Extracted data entries
--- begin ---
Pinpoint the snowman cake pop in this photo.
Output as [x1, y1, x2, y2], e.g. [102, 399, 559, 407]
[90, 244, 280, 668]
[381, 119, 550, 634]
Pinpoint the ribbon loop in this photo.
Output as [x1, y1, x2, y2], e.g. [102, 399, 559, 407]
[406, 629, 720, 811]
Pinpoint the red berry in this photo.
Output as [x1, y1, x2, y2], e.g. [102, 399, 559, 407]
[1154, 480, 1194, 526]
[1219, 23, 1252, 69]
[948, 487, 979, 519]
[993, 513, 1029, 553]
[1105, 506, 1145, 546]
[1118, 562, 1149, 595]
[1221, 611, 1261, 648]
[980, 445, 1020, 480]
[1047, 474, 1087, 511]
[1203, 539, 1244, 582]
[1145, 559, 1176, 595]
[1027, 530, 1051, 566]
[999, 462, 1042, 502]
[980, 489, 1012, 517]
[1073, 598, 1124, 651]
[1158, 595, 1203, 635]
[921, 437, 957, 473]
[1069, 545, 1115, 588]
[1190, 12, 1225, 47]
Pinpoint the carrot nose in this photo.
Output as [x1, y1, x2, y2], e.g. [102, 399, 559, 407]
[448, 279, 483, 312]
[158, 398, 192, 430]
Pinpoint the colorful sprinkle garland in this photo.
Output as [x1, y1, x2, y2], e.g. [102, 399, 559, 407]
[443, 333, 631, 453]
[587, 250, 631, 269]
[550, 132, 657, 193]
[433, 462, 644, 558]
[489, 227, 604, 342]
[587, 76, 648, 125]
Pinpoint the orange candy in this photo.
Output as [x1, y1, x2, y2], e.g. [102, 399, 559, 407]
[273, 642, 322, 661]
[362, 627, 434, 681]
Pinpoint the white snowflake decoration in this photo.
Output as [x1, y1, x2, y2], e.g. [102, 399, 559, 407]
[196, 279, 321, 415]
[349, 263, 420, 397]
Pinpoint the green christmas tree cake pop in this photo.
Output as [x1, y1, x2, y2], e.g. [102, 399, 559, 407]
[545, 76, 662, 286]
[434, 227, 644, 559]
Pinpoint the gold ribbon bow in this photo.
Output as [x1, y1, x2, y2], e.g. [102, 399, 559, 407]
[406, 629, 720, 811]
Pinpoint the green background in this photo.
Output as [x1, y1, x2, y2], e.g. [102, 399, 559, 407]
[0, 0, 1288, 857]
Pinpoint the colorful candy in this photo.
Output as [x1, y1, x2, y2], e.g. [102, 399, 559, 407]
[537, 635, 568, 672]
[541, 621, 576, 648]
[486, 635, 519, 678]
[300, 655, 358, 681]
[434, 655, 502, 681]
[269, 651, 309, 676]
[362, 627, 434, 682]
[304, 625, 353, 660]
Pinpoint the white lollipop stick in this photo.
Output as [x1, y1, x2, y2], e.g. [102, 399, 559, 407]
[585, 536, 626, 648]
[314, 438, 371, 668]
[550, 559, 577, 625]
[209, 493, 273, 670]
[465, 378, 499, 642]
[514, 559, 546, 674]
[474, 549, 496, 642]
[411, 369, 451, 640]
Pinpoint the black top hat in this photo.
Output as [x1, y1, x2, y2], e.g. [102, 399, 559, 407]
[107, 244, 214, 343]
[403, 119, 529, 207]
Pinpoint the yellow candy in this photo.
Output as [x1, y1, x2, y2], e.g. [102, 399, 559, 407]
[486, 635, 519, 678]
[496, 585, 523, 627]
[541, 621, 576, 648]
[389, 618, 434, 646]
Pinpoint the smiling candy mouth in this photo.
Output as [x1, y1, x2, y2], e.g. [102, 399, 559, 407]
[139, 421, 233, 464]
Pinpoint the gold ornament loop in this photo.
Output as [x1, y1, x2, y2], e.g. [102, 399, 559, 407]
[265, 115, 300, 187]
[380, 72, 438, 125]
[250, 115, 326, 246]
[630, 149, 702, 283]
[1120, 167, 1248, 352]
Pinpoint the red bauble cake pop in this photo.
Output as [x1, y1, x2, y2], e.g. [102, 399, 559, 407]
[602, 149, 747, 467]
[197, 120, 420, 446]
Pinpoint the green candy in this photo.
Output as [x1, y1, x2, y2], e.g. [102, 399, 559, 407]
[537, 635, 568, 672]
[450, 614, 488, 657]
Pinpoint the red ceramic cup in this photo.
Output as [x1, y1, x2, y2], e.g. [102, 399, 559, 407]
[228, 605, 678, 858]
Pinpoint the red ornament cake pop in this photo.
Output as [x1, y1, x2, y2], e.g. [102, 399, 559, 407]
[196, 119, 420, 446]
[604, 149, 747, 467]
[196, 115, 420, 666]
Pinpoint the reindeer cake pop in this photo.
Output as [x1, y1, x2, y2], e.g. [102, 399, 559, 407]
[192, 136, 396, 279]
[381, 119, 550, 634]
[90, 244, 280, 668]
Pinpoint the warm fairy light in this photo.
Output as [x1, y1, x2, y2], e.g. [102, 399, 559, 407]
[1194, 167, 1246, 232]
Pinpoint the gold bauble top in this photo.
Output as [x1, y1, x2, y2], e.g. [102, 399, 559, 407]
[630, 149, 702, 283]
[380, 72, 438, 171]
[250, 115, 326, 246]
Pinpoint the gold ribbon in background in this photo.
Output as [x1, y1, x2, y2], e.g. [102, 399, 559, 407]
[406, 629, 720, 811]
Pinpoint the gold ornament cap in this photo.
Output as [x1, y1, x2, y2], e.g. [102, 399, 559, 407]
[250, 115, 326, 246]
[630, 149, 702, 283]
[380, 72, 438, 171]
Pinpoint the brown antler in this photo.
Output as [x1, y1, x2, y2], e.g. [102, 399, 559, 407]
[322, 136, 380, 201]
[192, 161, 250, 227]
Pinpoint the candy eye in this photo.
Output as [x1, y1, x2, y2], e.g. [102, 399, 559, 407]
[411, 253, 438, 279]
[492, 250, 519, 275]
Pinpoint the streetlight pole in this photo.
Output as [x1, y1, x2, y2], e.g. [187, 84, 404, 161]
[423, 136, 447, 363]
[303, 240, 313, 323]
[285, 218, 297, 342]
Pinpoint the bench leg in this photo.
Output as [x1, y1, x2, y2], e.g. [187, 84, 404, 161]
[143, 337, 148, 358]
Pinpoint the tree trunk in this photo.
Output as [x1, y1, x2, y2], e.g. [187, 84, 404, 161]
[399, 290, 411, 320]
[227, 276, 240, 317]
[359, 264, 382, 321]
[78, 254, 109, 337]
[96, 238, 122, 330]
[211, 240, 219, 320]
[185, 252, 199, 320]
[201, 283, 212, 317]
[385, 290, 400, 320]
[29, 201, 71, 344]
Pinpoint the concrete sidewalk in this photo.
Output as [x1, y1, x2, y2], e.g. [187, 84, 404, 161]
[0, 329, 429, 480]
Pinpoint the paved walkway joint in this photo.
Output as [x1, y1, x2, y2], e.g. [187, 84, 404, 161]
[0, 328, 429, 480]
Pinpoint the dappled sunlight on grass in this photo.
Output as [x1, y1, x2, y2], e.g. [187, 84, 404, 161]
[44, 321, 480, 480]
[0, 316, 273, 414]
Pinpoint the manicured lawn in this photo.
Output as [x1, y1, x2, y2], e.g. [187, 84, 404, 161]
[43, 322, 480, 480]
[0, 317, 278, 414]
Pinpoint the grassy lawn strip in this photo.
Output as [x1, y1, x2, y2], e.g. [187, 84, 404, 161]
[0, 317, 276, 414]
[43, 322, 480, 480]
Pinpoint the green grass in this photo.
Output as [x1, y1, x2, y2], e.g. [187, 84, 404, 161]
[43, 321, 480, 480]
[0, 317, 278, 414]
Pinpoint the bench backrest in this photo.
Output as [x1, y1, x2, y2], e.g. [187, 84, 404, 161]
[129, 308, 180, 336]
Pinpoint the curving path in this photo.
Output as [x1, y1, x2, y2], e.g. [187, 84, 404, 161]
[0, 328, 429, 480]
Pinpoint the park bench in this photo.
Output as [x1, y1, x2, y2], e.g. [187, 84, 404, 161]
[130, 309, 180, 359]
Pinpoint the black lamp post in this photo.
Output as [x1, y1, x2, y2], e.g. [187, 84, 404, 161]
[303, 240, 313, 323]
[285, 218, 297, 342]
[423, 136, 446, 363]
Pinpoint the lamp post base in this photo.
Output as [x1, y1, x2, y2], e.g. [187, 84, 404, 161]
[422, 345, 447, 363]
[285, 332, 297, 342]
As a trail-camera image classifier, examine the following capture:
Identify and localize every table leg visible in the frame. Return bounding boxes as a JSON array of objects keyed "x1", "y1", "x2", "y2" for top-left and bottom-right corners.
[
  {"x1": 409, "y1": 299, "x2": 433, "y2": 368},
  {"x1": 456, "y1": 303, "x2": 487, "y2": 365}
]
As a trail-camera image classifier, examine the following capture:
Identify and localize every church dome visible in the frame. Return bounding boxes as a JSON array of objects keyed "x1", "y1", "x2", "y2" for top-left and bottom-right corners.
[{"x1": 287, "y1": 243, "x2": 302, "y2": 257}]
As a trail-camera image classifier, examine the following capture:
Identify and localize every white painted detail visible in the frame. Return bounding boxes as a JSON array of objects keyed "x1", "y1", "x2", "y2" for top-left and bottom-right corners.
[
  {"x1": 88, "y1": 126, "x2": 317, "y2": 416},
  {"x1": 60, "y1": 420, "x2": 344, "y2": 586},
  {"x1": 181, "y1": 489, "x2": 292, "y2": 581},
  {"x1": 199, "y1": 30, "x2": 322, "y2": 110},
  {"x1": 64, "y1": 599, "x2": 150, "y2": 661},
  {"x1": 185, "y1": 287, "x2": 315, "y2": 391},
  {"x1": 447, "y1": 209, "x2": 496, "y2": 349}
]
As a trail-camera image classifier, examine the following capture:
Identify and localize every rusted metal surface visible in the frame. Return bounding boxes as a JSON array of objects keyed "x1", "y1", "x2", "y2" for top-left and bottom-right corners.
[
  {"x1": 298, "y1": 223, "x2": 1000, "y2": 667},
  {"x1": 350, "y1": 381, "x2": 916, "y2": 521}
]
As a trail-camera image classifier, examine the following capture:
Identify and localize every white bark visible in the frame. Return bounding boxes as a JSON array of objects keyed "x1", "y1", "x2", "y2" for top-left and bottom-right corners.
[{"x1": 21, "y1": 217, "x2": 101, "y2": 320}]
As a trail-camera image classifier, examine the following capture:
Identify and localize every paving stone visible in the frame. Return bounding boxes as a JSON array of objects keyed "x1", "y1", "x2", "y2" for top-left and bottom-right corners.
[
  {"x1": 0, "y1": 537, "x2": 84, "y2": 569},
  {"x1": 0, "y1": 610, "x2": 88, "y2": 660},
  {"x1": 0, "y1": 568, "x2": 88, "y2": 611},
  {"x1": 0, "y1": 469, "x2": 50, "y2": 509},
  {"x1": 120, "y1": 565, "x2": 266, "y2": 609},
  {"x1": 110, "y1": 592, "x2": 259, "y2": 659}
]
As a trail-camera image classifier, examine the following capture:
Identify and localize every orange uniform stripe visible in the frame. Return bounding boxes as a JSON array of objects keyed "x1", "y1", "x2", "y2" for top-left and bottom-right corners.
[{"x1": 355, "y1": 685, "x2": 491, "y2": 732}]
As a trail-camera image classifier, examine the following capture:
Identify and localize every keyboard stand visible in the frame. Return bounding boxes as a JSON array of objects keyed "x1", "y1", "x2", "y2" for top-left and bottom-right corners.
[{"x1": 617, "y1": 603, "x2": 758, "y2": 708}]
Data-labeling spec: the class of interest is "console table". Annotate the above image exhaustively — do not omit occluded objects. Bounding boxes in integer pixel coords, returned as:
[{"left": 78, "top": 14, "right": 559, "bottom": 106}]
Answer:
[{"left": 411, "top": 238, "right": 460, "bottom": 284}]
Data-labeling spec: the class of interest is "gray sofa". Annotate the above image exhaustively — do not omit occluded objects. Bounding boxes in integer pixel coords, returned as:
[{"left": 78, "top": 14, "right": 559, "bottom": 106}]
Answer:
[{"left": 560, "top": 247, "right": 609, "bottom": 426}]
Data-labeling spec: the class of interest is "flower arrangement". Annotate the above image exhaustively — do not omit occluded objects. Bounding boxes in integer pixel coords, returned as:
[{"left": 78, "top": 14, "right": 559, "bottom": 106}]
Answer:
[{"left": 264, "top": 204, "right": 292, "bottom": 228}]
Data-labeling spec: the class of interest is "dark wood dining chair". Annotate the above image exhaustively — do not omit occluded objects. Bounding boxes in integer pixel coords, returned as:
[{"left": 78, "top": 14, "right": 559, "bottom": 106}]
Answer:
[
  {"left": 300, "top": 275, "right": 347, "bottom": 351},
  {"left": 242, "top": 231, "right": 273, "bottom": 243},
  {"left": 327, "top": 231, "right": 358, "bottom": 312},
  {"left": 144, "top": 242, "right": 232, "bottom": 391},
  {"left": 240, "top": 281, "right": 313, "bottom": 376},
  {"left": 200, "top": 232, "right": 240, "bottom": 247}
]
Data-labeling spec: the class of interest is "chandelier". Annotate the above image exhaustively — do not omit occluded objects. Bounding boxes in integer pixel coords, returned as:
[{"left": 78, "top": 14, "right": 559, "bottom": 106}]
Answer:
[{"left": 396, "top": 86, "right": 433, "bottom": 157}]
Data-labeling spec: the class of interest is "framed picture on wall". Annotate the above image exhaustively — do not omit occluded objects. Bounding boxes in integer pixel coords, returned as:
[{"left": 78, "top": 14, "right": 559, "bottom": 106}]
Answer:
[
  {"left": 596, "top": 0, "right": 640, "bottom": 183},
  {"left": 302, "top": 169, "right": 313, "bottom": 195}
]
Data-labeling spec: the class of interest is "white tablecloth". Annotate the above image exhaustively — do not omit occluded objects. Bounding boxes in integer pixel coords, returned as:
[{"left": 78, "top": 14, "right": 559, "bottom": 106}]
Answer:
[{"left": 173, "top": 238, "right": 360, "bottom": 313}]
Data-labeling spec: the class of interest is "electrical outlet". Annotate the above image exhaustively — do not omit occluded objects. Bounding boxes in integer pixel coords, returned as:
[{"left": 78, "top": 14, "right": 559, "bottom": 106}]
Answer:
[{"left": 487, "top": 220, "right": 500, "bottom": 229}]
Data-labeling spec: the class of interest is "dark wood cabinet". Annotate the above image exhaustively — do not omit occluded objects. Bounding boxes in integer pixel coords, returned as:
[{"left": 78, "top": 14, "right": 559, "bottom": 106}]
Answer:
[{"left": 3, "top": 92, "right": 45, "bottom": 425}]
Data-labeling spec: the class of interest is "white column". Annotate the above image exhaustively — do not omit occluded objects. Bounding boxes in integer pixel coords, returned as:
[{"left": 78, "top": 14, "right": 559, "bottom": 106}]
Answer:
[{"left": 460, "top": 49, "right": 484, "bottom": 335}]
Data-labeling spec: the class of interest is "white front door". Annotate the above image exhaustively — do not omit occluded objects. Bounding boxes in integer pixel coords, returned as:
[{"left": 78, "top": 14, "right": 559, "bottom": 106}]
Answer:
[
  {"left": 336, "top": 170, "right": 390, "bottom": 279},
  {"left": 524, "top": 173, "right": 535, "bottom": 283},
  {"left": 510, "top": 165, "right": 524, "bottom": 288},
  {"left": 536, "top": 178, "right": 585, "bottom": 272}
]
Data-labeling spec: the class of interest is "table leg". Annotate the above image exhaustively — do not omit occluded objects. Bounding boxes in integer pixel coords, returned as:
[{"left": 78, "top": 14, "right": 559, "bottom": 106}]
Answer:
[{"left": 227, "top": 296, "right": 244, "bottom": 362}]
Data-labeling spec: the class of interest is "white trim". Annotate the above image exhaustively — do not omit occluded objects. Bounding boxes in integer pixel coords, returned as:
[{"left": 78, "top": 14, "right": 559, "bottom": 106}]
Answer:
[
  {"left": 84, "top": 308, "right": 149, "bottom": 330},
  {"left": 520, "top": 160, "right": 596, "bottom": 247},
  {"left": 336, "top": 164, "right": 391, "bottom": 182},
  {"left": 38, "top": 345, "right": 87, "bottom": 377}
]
--- end ---
▶ **Short problem**
Locate every line in the data above that contains the word "lamp" and copy each of those lines.

▶ **The response**
Pinpoint the black lamp post in this photo.
Pinpoint the lamp post base in this photo.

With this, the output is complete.